━━━━━ Task inputs ━━━━━

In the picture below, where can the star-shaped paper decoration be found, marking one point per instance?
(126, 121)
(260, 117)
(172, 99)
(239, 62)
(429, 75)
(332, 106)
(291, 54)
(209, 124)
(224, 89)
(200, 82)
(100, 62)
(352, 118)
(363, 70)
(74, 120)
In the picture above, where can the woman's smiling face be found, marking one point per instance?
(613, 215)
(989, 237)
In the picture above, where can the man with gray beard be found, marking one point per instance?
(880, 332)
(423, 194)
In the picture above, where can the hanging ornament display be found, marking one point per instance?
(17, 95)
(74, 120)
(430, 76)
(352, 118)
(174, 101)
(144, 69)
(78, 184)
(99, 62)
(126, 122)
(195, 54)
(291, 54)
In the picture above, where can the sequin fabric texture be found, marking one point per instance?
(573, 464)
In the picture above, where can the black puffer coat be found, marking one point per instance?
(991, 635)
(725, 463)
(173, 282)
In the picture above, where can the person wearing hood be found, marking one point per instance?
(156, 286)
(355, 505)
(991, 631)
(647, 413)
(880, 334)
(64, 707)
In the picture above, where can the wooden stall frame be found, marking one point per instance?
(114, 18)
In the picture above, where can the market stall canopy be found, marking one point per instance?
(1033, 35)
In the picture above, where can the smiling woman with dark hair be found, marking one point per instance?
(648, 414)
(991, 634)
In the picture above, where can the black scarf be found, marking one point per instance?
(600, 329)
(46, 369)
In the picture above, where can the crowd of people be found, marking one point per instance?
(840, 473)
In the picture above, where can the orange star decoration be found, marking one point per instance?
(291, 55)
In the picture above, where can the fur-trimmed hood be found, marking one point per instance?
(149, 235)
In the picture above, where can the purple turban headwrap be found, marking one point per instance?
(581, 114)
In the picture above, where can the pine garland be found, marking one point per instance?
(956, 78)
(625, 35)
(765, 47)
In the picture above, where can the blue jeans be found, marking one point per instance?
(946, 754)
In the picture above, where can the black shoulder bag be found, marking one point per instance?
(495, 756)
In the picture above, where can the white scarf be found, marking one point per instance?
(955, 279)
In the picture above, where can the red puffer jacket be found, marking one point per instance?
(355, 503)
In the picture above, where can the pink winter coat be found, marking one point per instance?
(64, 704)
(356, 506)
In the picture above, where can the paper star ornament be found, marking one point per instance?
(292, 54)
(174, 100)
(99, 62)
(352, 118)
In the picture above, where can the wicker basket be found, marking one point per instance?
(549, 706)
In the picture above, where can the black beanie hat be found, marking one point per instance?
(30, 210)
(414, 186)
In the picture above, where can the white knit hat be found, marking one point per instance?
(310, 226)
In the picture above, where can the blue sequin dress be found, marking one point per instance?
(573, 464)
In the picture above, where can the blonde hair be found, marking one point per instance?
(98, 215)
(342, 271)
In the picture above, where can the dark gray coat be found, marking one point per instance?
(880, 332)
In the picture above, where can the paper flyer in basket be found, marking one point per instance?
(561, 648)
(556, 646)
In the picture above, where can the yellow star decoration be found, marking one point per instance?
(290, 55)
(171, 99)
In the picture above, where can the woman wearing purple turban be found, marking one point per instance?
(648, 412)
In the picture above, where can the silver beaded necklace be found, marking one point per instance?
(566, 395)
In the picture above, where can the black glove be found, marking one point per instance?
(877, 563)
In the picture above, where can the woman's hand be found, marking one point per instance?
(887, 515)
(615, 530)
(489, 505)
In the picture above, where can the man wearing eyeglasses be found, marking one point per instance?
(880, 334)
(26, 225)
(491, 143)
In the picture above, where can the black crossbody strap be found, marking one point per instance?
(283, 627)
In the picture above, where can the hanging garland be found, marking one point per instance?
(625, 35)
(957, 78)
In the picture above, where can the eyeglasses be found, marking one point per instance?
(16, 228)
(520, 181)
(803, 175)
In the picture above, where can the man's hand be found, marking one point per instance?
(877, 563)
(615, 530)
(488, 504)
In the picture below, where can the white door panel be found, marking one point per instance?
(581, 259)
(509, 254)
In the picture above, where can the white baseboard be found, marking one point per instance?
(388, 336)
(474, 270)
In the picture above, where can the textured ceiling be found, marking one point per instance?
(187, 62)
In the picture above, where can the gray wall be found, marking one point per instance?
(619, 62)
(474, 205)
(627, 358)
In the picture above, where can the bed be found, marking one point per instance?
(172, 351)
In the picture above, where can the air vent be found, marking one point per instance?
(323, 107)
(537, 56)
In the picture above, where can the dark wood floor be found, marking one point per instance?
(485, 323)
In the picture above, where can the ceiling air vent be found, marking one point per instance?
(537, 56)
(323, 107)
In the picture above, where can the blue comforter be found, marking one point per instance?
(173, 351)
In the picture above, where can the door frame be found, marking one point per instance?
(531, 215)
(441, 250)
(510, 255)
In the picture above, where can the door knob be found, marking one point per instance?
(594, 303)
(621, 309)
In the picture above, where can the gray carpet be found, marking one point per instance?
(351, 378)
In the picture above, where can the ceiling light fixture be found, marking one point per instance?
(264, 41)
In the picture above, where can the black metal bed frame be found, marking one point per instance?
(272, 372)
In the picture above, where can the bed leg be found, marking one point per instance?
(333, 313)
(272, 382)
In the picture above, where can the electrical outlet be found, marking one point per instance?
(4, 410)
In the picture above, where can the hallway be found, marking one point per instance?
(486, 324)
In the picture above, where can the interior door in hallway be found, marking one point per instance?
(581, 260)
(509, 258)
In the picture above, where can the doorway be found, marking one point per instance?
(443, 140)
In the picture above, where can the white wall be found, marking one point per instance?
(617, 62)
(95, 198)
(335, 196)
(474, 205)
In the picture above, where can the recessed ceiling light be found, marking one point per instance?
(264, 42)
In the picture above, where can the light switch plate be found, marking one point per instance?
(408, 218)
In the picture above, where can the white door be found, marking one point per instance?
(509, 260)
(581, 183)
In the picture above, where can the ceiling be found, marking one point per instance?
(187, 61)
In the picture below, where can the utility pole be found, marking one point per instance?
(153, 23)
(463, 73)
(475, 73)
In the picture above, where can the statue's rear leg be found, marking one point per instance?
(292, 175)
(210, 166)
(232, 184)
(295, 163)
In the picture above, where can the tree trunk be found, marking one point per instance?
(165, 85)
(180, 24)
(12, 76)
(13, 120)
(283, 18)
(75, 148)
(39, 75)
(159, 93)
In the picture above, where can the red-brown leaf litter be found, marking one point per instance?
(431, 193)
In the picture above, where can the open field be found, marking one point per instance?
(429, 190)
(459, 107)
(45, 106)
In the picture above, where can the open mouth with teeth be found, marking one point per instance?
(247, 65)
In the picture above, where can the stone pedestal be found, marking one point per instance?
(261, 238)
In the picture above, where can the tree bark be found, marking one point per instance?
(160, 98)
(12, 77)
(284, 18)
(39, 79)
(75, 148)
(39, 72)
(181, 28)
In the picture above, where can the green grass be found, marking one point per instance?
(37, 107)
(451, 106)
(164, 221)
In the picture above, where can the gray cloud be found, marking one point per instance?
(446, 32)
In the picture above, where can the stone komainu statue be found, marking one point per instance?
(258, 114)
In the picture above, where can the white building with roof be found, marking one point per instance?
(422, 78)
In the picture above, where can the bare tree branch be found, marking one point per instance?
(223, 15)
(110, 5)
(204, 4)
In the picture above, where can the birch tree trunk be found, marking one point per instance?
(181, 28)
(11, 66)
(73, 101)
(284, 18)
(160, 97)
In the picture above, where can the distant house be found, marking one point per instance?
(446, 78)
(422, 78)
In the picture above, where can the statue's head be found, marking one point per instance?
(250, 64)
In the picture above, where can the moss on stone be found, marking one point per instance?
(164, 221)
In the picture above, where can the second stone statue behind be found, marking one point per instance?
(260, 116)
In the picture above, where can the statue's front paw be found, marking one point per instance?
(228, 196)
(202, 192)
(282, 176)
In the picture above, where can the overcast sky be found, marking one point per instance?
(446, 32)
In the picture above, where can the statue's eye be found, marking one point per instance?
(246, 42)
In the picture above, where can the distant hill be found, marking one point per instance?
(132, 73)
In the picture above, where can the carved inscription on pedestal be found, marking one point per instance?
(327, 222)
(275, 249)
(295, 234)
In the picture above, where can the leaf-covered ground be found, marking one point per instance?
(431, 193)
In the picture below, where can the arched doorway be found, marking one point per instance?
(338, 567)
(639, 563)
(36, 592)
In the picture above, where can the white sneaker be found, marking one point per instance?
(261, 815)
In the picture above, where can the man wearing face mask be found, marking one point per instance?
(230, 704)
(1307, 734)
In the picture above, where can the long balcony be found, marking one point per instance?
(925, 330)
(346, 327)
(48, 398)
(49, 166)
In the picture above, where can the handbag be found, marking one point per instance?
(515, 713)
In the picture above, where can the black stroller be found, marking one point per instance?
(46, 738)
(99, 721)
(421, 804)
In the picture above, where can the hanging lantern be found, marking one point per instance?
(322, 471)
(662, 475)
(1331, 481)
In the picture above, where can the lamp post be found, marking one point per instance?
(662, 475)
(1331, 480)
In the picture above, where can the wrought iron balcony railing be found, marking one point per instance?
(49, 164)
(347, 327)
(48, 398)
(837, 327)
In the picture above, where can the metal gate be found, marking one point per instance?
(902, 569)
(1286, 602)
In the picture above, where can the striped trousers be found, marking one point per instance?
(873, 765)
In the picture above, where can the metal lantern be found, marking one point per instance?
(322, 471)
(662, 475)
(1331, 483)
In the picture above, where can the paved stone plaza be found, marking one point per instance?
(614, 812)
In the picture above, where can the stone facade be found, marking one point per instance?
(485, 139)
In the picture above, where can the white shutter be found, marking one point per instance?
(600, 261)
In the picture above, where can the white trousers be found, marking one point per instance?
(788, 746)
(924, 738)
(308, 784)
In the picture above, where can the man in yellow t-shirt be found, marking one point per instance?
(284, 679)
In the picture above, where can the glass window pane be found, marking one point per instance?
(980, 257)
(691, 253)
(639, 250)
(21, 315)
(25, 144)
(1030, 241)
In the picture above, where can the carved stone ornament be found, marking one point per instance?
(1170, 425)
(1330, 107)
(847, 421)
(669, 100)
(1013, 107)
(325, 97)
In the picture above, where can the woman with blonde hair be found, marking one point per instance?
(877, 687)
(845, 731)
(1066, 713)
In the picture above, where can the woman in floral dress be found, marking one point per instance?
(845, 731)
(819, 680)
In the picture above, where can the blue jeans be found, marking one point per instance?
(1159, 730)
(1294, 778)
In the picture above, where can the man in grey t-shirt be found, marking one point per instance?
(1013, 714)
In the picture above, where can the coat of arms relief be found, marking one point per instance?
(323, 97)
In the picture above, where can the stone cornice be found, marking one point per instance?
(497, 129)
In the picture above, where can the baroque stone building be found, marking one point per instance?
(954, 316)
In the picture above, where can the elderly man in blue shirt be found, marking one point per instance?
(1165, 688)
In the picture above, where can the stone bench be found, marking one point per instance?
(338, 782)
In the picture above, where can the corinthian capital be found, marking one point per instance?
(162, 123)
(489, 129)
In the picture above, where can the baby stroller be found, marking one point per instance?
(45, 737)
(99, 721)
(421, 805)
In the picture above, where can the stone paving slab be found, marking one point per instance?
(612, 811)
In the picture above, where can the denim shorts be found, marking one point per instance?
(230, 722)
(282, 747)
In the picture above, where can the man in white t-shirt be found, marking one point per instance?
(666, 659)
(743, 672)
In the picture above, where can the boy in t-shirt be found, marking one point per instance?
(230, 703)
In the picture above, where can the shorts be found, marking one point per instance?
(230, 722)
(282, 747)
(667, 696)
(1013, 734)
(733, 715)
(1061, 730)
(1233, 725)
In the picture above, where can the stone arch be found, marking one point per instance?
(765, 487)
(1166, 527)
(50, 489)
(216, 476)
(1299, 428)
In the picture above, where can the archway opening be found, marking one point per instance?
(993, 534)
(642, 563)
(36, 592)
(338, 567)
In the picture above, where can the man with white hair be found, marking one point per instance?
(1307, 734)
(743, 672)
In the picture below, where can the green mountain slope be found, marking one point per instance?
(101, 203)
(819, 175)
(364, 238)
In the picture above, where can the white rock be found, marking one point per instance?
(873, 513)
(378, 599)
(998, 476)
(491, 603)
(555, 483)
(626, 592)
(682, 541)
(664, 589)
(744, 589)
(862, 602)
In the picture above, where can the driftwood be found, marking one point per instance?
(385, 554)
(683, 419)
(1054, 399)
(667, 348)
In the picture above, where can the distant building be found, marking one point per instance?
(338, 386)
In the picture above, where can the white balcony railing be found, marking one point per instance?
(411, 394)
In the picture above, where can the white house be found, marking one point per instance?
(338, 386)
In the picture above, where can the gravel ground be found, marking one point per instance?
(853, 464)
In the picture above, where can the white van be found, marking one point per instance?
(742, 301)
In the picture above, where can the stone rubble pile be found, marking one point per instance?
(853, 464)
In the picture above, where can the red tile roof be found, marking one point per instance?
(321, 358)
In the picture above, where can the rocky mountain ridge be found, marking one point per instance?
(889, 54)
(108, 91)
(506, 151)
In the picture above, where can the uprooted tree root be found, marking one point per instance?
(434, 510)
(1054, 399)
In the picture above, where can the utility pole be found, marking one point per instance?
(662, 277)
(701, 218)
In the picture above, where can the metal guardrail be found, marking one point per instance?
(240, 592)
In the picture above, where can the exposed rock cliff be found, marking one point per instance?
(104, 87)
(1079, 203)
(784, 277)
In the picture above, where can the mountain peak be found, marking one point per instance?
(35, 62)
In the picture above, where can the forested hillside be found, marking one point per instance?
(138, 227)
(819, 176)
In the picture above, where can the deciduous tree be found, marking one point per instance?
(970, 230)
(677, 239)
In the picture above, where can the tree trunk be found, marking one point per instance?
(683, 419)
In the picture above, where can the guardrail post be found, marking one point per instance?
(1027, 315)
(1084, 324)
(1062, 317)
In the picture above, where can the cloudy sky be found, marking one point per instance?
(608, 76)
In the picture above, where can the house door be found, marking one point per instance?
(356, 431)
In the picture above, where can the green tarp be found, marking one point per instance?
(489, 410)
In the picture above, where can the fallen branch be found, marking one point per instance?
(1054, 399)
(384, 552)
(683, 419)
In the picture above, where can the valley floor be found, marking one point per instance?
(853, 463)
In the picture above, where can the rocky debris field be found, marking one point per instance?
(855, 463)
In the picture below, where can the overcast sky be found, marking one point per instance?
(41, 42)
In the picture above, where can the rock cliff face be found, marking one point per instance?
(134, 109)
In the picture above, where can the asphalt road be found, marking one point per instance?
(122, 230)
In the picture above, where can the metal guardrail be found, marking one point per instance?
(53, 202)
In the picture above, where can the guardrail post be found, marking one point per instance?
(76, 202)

━━━━━

**Exercise**. Give exactly, and nothing besides, the lines from the one in which "In the picture above, where can the asphalt" occurs through the end of the records.

**Response box**.
In the picture above, where can the asphalt road be found, marking one point per instance?
(122, 230)
In the picture above, where can the metal guardrail be found, marking one point per instance?
(53, 202)
In the picture above, where can the guardrail post be found, marking one point per instance?
(76, 202)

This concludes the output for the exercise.